──────── Supplied data ────────

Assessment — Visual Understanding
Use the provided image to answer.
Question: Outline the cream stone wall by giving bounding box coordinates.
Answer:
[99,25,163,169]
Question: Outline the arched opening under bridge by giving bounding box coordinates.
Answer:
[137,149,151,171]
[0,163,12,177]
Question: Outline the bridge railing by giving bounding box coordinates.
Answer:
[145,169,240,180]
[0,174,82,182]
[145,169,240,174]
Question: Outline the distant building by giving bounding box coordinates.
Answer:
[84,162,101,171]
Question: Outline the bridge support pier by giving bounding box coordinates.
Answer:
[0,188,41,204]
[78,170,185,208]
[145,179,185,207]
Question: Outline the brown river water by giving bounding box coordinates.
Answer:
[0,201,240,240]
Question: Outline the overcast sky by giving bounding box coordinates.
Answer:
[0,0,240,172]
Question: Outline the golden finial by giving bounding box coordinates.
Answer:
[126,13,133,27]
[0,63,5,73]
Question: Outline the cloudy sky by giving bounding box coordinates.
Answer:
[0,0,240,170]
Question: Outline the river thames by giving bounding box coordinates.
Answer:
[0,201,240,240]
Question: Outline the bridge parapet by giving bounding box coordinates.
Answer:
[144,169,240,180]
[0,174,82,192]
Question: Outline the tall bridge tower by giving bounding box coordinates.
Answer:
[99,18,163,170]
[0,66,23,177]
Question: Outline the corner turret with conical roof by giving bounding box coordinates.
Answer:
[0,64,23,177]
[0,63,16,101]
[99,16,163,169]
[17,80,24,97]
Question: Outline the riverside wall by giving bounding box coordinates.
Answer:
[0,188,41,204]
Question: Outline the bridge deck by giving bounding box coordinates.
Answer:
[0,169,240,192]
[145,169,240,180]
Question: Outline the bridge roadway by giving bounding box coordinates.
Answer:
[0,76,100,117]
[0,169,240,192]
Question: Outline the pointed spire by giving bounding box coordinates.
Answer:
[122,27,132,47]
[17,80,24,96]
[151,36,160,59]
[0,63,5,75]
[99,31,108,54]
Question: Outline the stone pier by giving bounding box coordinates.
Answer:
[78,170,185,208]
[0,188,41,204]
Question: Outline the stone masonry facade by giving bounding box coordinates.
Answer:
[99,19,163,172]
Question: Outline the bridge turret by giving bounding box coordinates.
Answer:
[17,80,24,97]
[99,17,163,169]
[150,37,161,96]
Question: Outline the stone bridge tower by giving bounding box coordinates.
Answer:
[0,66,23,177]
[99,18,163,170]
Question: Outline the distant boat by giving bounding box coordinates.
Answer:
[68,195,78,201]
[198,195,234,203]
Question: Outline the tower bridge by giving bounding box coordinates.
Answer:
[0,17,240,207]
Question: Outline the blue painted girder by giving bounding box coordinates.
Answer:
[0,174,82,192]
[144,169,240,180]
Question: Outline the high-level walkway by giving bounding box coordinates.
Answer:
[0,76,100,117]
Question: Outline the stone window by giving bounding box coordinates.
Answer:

────────

What needs to be done: Extract each entry in full, exactly as given.

The completed task:
Assessment — Visual Understanding
Use the provided image to answer.
Question: Outline the cream stone wall by giving bounding box coordinates.
Answer:
[99,25,163,169]
Question: Outline the arched opening under bridge by giving bounding box coordinates.
Answer:
[137,149,151,171]
[0,163,12,177]
Question: Outline the bridge railing by giving bounding box coordinates.
Answer:
[145,169,240,180]
[0,174,82,182]
[145,169,240,174]
Question: Outline the distant building by giving bounding box coordinates.
Answer:
[84,162,101,171]
Question: Outline the bridge support pier by giving bounding box coordinates.
Answer:
[0,188,41,204]
[78,170,185,208]
[145,179,185,207]
Question: Outline the brown river water by giving bounding box coordinates.
Answer:
[0,201,240,240]
Question: Outline the overcast sky by giving bounding box coordinates.
Answer:
[0,0,240,172]
Question: Outline the golden finial by giving bounding box coordinates.
Answer:
[126,13,133,27]
[0,63,5,73]
Question: Outline the cloudy sky by giving bounding box coordinates.
Answer:
[0,0,240,170]
Question: Outline the river thames by giving bounding box coordinates.
Answer:
[0,201,240,240]
Question: Outline the bridge parapet by giving bounding box coordinates.
Answer:
[144,169,240,180]
[0,174,82,192]
Question: Outline the tall bridge tower by giving bounding box coordinates.
Answer:
[99,18,163,170]
[0,66,23,177]
Question: Outline the corner turret with conical roof by giving bounding box coordinates.
Answer:
[0,64,23,177]
[0,63,16,101]
[99,16,163,169]
[17,80,24,97]
Question: Outline the riverside wall by giving bounding box coordinates.
Answer:
[0,188,41,204]
Question: Outline the bridge deck by giving bounding box coordinates.
Answer:
[0,169,240,192]
[145,169,240,180]
Question: Outline the bridge roadway by giving bounding box coordinates.
Answer:
[0,76,100,117]
[0,169,240,192]
Question: Outline the pointed spire by giving bounding box coordinates.
Answer:
[122,27,132,47]
[17,80,24,96]
[151,36,160,59]
[0,63,5,75]
[99,31,108,54]
Question: Outline the stone pier by giving bounding box coordinates.
Answer:
[78,170,185,208]
[0,188,41,204]
Question: Outline the stone masonry facade by giving bounding box coordinates.
Answer:
[99,19,163,172]
Question: Outline the bridge turret by giving bounding box coordinates.
Answer:
[17,80,24,97]
[99,17,163,169]
[150,37,161,96]
Question: Outline the stone bridge tower by giving bounding box coordinates.
Answer:
[0,66,23,177]
[99,18,163,170]
Question: Outline the distant boat by giving bounding box coordinates.
Answer:
[68,195,78,201]
[198,195,234,203]
Question: Outline the tower bridge by giving bounding box coordinates.
Answer:
[0,17,240,207]
Question: Outline the blue painted girder by giving bounding box coordinates.
Answer:
[0,174,82,192]
[144,169,240,180]
Question: Outline the high-level walkway by giving bounding box coordinates.
Answer:
[0,76,100,117]
Question: Outline the stone window by giving bounding box coordinates.
Answer:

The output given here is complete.